+++ Source records +++

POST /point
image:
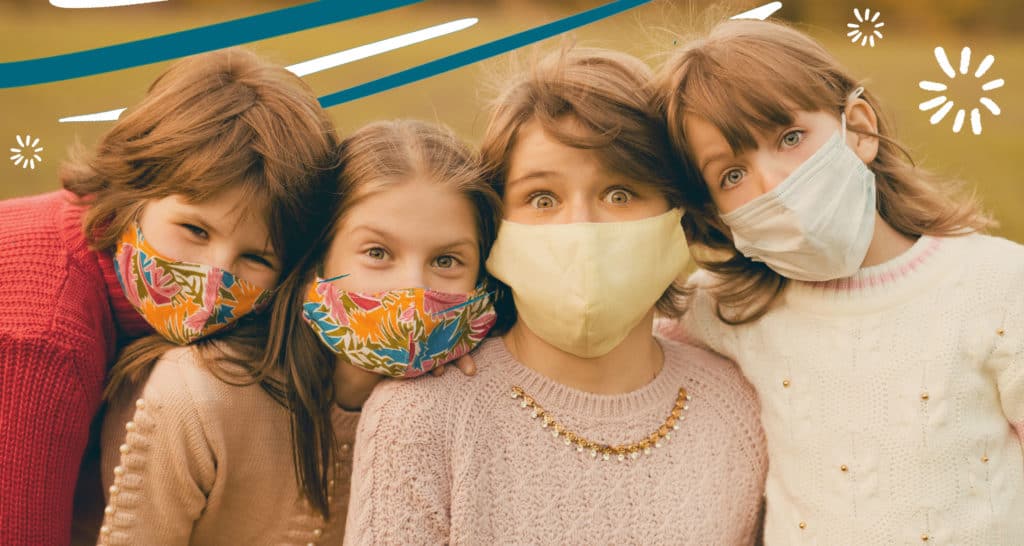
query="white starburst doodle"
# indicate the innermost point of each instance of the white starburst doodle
(945, 105)
(27, 153)
(866, 28)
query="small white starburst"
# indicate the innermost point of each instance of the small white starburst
(27, 153)
(866, 28)
(946, 103)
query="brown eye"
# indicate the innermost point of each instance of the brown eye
(731, 178)
(196, 232)
(542, 201)
(793, 138)
(619, 197)
(444, 262)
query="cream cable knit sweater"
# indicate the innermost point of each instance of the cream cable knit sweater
(893, 401)
(458, 460)
(193, 460)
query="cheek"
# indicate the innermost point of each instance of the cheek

+++

▸ What you need to do:
Go through the entries above and copy every line containing "query".

▸ Written solution:
query="white starburst doodle"
query="small white starburst"
query="brown eye"
query="cream cable knit sweater"
query="cheek"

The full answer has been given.